### Problem
Pull out each line of the data that includes the word "appear".

### Dataset
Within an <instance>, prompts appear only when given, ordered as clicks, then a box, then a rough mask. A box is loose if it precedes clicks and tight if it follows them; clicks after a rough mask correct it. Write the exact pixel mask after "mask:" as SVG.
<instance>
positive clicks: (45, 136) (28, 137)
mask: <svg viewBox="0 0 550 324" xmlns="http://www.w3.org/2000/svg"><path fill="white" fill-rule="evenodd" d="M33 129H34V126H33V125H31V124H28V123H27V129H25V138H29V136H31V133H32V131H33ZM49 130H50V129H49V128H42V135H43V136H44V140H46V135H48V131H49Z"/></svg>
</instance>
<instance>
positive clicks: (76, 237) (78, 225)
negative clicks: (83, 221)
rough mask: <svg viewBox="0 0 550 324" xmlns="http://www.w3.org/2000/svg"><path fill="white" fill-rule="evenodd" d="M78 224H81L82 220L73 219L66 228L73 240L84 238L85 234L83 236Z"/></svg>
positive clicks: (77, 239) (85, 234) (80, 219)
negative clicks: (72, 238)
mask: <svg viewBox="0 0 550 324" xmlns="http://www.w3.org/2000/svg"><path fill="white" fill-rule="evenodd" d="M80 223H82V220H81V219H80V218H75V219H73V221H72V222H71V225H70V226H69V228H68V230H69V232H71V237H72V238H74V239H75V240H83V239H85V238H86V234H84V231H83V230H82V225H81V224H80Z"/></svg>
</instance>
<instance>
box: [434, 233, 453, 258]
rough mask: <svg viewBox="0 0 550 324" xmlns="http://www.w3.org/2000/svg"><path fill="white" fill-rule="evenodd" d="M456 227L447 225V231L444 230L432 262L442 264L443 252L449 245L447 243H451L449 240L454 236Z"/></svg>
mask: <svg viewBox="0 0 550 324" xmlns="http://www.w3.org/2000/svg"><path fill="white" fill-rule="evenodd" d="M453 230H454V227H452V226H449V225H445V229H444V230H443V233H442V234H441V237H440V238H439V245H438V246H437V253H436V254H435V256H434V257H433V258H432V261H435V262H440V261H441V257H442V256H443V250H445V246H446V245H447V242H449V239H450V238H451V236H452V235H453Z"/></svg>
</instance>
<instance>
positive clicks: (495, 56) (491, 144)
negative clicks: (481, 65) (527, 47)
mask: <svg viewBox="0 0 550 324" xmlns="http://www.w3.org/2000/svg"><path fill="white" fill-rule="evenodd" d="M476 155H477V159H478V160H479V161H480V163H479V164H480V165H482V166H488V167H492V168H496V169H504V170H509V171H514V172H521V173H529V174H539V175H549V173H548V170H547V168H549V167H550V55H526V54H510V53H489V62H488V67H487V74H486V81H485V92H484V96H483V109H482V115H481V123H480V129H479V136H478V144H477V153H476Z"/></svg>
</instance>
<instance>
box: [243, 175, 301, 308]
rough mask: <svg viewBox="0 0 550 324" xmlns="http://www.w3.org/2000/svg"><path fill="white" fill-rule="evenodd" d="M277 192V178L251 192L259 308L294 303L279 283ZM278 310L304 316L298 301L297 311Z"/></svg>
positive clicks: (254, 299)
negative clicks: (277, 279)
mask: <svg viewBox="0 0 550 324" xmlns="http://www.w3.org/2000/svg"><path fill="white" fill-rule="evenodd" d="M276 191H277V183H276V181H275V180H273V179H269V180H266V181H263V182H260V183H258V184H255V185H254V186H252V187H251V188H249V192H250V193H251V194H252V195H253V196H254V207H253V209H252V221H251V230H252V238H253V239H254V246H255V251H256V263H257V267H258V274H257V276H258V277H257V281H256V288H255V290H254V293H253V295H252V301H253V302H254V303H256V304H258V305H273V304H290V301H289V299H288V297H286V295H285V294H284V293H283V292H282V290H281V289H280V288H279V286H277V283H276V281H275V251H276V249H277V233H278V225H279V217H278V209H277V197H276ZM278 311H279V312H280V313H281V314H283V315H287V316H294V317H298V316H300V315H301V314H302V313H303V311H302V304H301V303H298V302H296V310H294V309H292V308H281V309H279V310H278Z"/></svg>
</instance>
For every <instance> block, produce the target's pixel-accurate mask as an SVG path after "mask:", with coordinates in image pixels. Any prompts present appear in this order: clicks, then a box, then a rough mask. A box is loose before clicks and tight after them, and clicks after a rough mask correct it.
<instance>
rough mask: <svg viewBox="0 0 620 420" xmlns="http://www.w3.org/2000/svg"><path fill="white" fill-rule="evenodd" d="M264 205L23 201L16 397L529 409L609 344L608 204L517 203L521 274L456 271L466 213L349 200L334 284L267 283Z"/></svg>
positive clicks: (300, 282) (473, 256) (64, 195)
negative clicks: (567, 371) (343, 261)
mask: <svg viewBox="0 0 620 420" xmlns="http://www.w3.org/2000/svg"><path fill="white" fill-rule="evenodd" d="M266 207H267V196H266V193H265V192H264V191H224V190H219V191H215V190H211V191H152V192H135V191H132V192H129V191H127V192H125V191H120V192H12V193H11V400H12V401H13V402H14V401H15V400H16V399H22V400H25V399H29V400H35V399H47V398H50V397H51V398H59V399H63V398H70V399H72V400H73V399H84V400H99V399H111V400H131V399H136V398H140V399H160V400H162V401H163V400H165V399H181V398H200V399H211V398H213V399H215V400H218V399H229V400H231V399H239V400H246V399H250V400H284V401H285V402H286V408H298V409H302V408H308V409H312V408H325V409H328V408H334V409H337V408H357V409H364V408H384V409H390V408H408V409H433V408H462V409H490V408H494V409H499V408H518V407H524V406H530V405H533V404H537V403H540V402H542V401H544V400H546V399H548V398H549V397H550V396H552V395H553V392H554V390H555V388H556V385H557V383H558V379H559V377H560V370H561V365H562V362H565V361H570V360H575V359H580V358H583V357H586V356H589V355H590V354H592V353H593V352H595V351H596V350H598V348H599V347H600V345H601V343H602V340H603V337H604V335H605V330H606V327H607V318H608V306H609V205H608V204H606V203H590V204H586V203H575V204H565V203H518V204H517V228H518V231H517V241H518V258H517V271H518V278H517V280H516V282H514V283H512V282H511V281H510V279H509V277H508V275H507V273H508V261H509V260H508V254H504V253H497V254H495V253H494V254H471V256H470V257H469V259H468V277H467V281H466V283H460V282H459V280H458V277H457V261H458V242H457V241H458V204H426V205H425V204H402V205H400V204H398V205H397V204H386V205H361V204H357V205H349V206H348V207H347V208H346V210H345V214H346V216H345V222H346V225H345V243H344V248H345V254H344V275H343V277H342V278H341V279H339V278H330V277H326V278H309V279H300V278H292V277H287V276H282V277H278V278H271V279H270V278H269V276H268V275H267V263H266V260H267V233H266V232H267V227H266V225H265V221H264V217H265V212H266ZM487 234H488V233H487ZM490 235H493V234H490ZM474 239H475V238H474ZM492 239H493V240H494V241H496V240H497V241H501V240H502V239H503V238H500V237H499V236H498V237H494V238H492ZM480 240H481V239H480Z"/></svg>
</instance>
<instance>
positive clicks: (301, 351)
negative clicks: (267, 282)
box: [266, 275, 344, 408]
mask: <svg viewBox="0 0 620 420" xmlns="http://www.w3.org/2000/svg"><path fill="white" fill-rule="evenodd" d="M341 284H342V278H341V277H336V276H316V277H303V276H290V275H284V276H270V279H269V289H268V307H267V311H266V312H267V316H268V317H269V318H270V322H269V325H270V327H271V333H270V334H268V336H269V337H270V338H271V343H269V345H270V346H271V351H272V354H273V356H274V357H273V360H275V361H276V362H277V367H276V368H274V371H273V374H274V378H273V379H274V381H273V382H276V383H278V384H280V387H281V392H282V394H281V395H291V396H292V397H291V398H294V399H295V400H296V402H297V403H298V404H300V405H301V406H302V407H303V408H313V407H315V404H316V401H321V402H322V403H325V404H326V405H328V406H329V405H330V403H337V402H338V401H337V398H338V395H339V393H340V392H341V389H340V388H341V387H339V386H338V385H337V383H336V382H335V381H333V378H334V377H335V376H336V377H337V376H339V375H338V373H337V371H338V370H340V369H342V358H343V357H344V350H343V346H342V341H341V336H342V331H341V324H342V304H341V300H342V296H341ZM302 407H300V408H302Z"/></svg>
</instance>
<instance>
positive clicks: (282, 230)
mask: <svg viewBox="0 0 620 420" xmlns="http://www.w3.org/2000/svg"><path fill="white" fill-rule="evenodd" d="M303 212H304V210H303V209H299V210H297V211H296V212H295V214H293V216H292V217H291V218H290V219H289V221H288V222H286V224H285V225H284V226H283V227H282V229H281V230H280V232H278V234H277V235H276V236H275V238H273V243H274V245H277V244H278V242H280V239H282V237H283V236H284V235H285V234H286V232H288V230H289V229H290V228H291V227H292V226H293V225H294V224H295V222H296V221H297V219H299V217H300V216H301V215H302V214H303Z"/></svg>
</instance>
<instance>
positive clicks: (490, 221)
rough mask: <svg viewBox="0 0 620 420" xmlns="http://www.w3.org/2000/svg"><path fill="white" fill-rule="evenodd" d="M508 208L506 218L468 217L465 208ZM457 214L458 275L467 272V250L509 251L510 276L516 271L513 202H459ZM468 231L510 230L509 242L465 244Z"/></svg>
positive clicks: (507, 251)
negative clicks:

### Solution to this problem
Within an <instance>, prompts appear only when given, ordered as clicks, then a box, then a rough mask. A box is loose if it precedes clicks and tight if it follows them; clicks after a rough mask correct it. Write the exact pixel mask after "mask:" as SVG.
For every <instance> block, produce the target's pixel-accurate mask as an SVG path after "mask:", with coordinates in image pixels. Any prompts present appear in this order: clicks, then a box, then a rough mask. A box is loose before clicks and tight after them, and clicks after a rough mask correct it.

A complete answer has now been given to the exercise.